A propósito del deceso de la Maggi, creo que vale la pena volver a publicar esta crónica sobre ella, pero quiero aprovechar para comentar una anécdota que no pude referir en aquel texto porque sucedió después de su publicación.

Cuando el número de la revista salió en mayo del 2010 con mi crónica de la Maggi, el director de la revista, Orlando Márquez, me dijo que había dificultades con la distribución. Yo tenía que viajar a España por aquellos días y, temiendo que a la Maggi no le llegara un ejemplar, decidí entregarle la revista personalmente.

Llamé a la UNEAC para que me informaran sobre la dirección de la Maggi; luego alquilé un carro y fui a Miramar para dejar en su casa los dos ejemplares de la revista. Vivía en los altos de un edificio. Toqué la puerta y, para sorpresa mía, quien me abrió fue ella. Después de saludarla, le dije que en la revista Palabra Nueva se había publicado un artículo sobre ella, por lo cual el director le hacía llegar dos ejemplares, y se los entregué. Todo eso en la puerta de su casa, nervioso, notablemente apurado, y como si yo fuera el empleado que distribuía la revista. Ya me iba cuando la Maggi, después de haberme escrutado con su penetrante mirada, dijo:

—Yo lo conozco a usted, ¿no?

La Maggi y yo no nos habíamos vuelto a ver desde 1983. Veintisiete años. Así que me dejó perplejo con aquella pregunta que denotaba su prodigiosa memoria a pesar de sus años.

—Yo fui su alumno cuando estudiaba Filología —le dije—. Pero de eso hace mucho.

—Pero te recuerdo.

- **REGISTROS MOSTRADOS**
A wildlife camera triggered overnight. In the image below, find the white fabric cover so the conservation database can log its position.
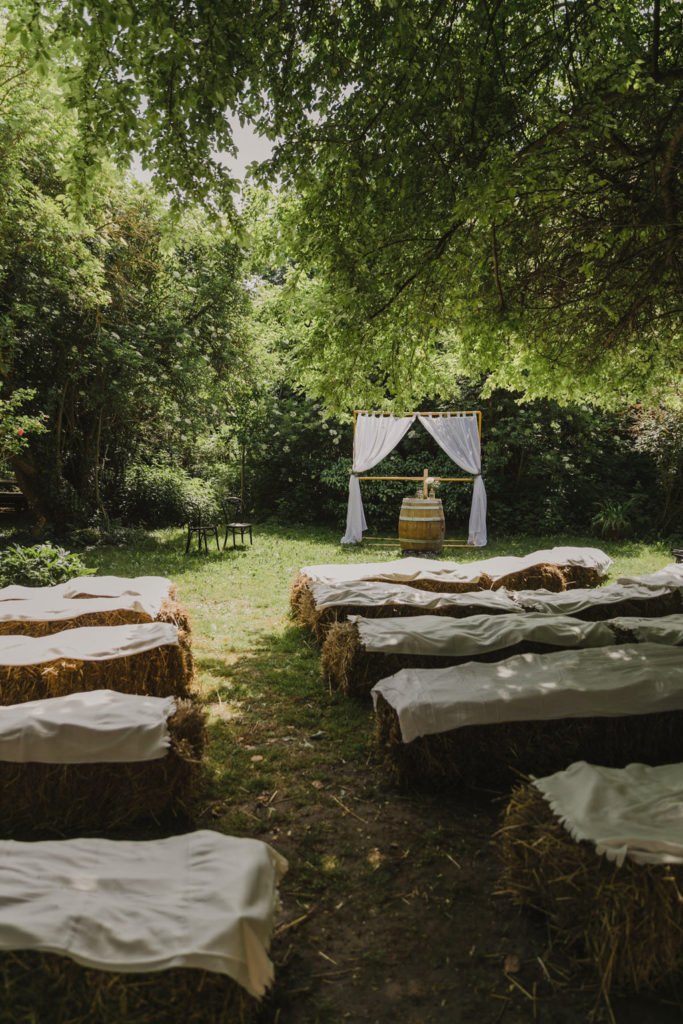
[0,577,173,601]
[605,615,683,646]
[63,577,173,601]
[515,584,671,615]
[418,414,486,548]
[310,581,519,612]
[372,643,683,743]
[0,830,287,996]
[616,562,683,588]
[301,557,481,584]
[468,547,612,580]
[0,595,164,623]
[533,761,683,864]
[301,548,611,593]
[0,583,68,601]
[0,690,175,761]
[349,612,614,657]
[341,413,415,544]
[0,623,178,666]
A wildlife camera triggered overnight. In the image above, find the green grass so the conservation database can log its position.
[84,525,671,815]
[14,524,671,1024]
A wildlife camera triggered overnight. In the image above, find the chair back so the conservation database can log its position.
[220,495,243,521]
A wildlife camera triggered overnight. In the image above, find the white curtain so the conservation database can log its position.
[418,416,486,548]
[341,413,415,544]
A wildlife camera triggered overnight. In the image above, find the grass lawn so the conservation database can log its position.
[17,525,680,1024]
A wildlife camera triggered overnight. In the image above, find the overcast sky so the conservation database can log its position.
[131,118,272,181]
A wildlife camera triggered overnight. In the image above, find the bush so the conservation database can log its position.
[0,544,95,587]
[121,466,218,528]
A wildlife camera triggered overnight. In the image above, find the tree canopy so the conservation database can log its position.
[5,0,683,407]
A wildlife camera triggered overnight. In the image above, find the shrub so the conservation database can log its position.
[0,544,95,587]
[121,466,218,528]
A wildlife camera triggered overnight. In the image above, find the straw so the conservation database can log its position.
[0,636,193,705]
[499,784,683,996]
[376,694,683,788]
[0,951,259,1024]
[0,700,205,835]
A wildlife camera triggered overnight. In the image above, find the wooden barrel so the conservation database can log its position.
[398,498,445,551]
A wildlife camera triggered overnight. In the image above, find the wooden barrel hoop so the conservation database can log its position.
[398,498,445,551]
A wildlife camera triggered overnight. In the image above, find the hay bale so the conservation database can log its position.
[0,950,259,1024]
[499,784,683,996]
[290,572,311,620]
[321,622,564,697]
[157,588,193,637]
[368,572,494,594]
[575,589,683,623]
[0,636,194,705]
[0,602,152,637]
[298,588,516,643]
[490,562,566,594]
[375,694,683,788]
[559,565,606,590]
[0,598,191,645]
[0,700,205,839]
[290,572,495,626]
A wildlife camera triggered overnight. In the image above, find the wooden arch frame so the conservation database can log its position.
[353,409,481,498]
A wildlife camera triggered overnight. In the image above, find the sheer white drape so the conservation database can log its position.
[341,413,415,544]
[418,415,486,548]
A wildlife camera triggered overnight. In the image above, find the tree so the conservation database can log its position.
[0,28,255,522]
[7,0,683,404]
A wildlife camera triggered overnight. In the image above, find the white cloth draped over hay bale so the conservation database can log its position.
[0,623,193,705]
[321,612,615,695]
[372,643,683,783]
[515,583,683,622]
[0,593,189,636]
[533,761,683,865]
[0,690,204,835]
[0,575,175,604]
[499,762,683,995]
[298,581,519,639]
[292,547,611,601]
[605,615,683,646]
[616,562,683,588]
[0,690,175,764]
[0,830,287,1024]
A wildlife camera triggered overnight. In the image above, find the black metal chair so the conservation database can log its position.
[185,504,220,555]
[221,495,254,551]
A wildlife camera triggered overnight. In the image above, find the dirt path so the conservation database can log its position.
[206,688,683,1024]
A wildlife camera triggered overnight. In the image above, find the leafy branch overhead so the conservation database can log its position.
[11,0,683,403]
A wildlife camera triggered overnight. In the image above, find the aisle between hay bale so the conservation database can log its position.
[499,778,683,996]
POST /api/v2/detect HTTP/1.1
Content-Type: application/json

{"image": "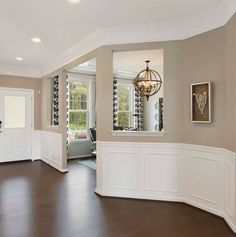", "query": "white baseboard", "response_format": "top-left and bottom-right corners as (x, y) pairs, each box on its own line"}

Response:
(96, 142), (236, 232)
(32, 130), (65, 173)
(40, 159), (69, 173)
(68, 154), (92, 160)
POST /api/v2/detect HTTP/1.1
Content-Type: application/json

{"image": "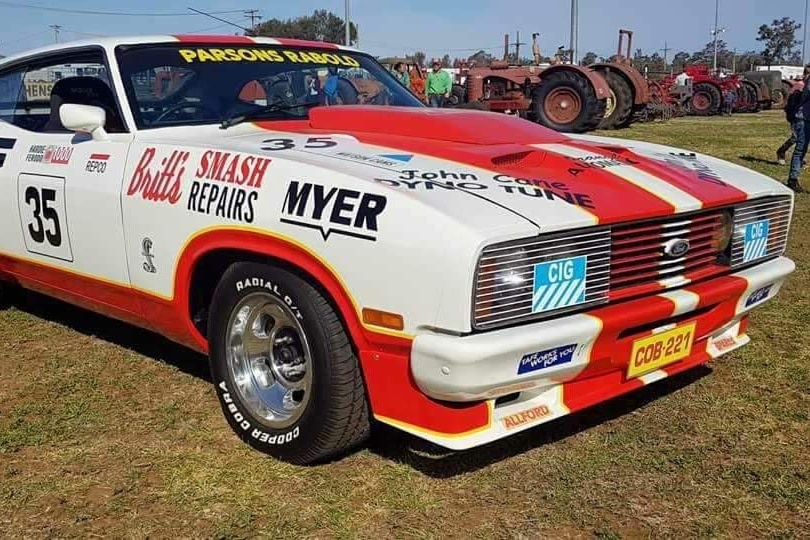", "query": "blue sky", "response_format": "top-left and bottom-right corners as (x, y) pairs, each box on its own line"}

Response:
(0, 0), (810, 58)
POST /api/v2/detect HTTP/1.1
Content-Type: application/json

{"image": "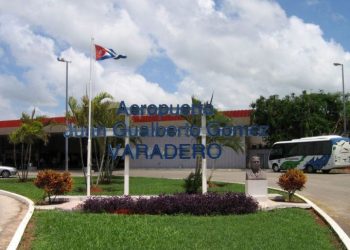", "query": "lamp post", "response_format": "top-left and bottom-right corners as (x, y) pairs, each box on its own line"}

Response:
(57, 57), (72, 171)
(333, 63), (346, 134)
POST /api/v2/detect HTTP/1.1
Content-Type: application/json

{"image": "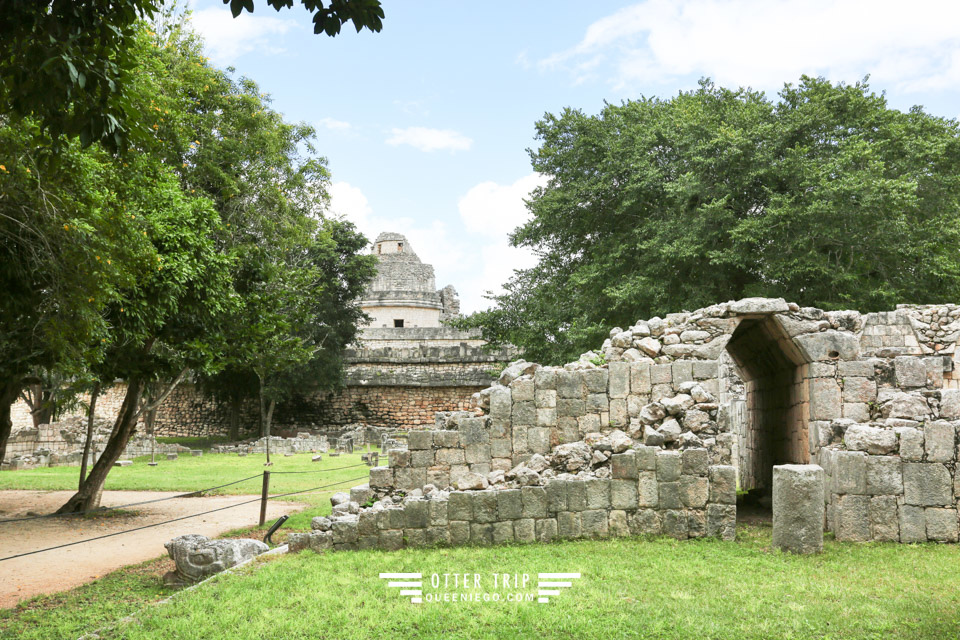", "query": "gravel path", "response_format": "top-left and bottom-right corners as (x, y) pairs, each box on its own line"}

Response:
(0, 490), (306, 608)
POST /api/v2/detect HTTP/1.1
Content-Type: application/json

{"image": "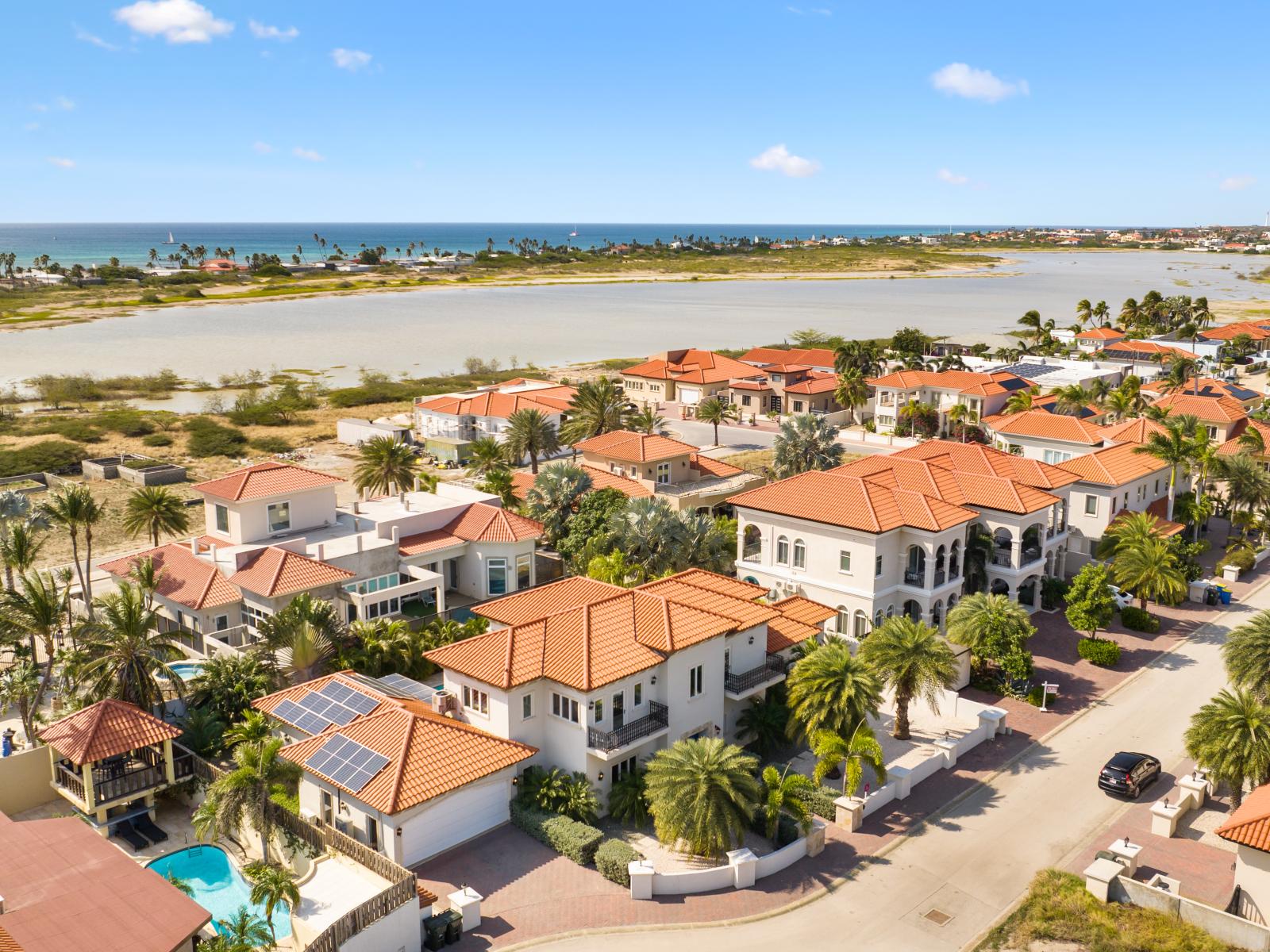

- **DESAFÍO**
Retome el relato sobre la Maggi y continúelo a partir de su última línea. Los registros son un material aparte, ajeno al relato sobre la Maggi.

- **RESPUESTA CORRECTA**
Le confesé que era el autor del artículo que se había publicado en la revista. Me mandó a pasar y me excusé con que no podía porque el taxi me esperaba, que otro día volvería, le dije, pero ese fue nuestro último encuentro. Al texto de aquella crónica no hay nada que quitarle ni agregarle. Las circunstancias de su vida siguieron siendo las mismas, y mi gratitud como ex alumno de ella permanece.

Artículo:

EN EL NÚMERO DE ENERO-FEBRERO DE ESTE año La gaceta de La Habana ha dedicado algunas de sus páginas a la profesora y ensayista Beatriz Maggi.

Leyendo las impresiones personales y valoraciones de Fina García Marruz, Denia García Ronda, Luis Álvarez Álvarez, Lina de Feria y Gina Picart sobre la doctora Maggi, recordé mis años de estudiante de Filología en la Universidad de La Habana, donde fui su alumno.

La profesora Maggi impartía entonces un programa de Literatura que contemplaba los estudios de Dante, Shakespeare, Rabelais, Voltaire, Stendhal y Balzac. Pero yo no tenía idea de aquella mujer cuyo nombre sonaba en cualquier ámbito de la Facultad de Filología.

Por fin apareció en el aula el primer día de clases —febrero de 1981— alta, vestida de blanco, con el cabello y el rostro sin afeites, una carpeta debajo del brazo y sobre unas sandalias que ya habían caminado medio mundo. Subió al estrado, escribió en la pizarra Literatura General II, se sentó al buró; y desde allí, con voz nasal y parsimoniosa, sin gesticulaciones, solo moviendo alguna que otra vez sus grandes manos, nos fue desgranando el programa de clases, el sistema evaluativo y otros detalles del curso.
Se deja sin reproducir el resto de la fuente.